------ Text section ------
Serum Globulin Fractions in Chronic Rheumatic Diseases

An Electrophoretic Study

Harold B. Salt 1

1 Biochemical Laboratory, The Royal Infirmary, Worcester, England.

Investigations into the serum protein patterns that occur in chronic rheumatic diseases, formerly made by salt-fractionation methods, are now revised with the aid of the superior technic of microelectrophoretic separation.

Using the microelectrophoretic method, supplemented by a single salt-fractionation procedure, the concentrations of albumin, alpha1-globulin, alpha2-globulin, beta-globulin and gamma-globulin in the sera of 26 patients variously affected by chronic rheumatic diseases were determined.

Normal protein patterns were found in all the 12 sera with normal total globulin content, whereas variously abnormal protein patterns were found in all of the 14 hyperglobulinemic sera.

The hyperglobulinemia of chronic rheumatic diseases was found most frequently to be due to increments in gamma-globulin, often accompanied also by increases in alpha2-globulin. Less frequently, increased amounts of beta-globulin were found, and in some cases an elevation of alpha1-globulin. These abnormalities were all detectable electrophoretically, whereas the method for the salting-out of gamma-globulin was unsatisfactory.
------
**Problems to work on**
(1) In the serum protein abstract, an increase in which protein fraction most often caused the hyperglobulinemia?
(2) From the serum protein abstract, extract everything from "An Electrophoretic Study" down to "14 hyperglobulinemic sera.".
(3) Translate this sentence from the serum protein abstract into Spanish: "Normal protein patterns were found in all the 12 sera with normal total globulin content, whereas variously abnormal protein patterns were found in all of the 14 hyperglobulinemic sera."
------ Provided records ------
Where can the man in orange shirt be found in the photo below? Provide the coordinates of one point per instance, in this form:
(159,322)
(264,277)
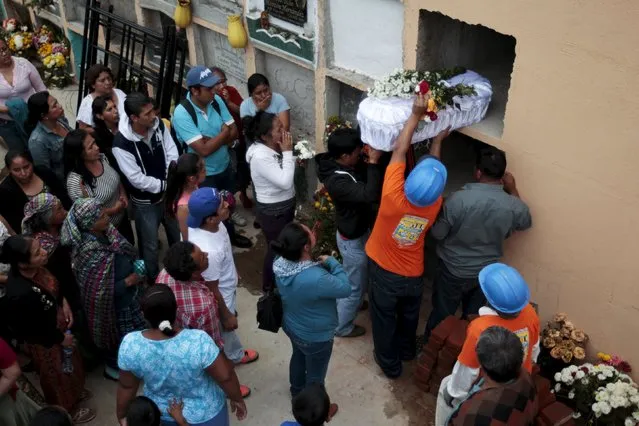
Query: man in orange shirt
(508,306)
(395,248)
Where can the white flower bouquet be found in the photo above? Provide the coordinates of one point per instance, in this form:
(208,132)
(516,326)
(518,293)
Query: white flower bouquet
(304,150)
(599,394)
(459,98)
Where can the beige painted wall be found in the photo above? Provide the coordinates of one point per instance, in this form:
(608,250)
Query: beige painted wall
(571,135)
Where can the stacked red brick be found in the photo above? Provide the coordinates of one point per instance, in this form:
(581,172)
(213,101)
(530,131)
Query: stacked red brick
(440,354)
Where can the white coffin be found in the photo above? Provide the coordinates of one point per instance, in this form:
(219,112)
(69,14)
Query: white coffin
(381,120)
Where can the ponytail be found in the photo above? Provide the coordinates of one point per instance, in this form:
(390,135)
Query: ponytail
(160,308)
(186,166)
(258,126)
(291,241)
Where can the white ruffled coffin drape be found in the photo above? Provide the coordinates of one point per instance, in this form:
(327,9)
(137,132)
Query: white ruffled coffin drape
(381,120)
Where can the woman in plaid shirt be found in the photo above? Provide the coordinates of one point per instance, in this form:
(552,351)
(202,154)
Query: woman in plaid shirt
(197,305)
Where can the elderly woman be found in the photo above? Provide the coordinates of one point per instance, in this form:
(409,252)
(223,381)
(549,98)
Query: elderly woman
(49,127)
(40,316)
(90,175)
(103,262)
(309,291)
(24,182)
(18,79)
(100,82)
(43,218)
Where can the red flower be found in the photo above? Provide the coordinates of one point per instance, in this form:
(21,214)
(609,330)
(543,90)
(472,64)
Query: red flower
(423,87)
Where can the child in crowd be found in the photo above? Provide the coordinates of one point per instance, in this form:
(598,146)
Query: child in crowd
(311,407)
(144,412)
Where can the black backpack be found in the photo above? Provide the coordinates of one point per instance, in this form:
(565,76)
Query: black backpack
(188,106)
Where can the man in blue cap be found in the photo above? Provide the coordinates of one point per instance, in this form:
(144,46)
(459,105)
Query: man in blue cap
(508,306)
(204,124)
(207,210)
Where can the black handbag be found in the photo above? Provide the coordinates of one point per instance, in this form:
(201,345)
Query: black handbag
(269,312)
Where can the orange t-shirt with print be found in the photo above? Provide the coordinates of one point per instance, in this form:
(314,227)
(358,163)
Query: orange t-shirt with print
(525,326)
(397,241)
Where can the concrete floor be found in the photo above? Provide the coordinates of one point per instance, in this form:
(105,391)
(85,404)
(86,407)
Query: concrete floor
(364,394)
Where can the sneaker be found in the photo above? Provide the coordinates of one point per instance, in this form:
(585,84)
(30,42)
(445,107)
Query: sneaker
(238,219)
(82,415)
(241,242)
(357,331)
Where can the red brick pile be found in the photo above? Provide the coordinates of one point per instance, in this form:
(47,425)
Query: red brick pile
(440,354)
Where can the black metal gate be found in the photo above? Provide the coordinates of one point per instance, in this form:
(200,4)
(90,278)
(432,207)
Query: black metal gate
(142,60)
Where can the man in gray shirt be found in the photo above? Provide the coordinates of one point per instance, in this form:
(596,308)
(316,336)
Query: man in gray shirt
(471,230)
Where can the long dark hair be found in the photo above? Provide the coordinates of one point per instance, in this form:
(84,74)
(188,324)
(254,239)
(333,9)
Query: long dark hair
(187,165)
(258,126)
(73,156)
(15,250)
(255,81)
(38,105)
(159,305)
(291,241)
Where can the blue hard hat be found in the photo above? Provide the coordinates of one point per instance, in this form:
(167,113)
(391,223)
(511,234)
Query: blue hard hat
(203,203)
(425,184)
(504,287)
------
**Answers by item**
(1) Gamma-globulin.

(2)
An Electrophoretic Study

Harold B. Salt 1

1 Biochemical Laboratory, The Royal Infirmary, Worcester, England.

Investigations into the serum protein patterns that occur in chronic rheumatic diseases, formerly made by salt-fractionation methods, are now revised with the aid of the superior technic of microelectrophoretic separation.

Using the microelectrophoretic method, supplemented by a single salt-fractionation procedure, the concentrations of albumin, alpha1-globulin, alpha2-globulin, beta-globulin and gamma-globulin in the sera of 26 patients variously affected by chronic rheumatic diseases were determined.

Normal protein patterns were found in all the 12 sera with normal total globulin content, whereas variously abnormal protein patterns were found in all of the 14 hyperglobulinemic sera.

(3) Se encontraron patrones proteicos normales en los 12 sueros con contenido normal de globulina total, mientras que se encontraron patrones proteicos anormales de diversos tipos en los 14 sueros hiperglobulinémicos.